*Instructions to follow*. Work out how many lines in the entries below contain the string "knuckle". Reply with that figure alone.

*Exercise materials*.
::::::::::

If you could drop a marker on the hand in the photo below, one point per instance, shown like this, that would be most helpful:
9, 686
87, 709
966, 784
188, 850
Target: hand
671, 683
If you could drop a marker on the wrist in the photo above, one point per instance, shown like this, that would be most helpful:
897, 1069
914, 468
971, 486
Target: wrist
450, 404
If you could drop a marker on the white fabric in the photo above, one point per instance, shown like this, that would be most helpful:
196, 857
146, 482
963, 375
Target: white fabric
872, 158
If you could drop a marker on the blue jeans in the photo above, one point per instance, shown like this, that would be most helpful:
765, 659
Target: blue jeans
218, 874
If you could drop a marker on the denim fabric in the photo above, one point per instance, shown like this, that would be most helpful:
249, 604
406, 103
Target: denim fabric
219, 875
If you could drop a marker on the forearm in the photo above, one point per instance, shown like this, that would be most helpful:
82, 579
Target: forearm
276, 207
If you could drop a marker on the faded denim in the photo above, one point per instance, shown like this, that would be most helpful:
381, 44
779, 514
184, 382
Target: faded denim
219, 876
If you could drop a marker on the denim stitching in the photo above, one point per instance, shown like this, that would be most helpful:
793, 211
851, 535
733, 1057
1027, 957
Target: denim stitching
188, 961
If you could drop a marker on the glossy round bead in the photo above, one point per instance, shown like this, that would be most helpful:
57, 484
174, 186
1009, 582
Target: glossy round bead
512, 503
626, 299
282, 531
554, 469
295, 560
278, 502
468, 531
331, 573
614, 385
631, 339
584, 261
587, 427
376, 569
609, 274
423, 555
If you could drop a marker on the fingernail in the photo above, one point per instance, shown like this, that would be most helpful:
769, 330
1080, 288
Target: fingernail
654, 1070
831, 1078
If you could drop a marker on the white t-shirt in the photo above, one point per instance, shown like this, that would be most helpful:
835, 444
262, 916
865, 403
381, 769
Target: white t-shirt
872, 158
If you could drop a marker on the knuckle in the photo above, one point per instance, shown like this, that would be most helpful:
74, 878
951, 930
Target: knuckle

::::::::::

*Task solution*. 2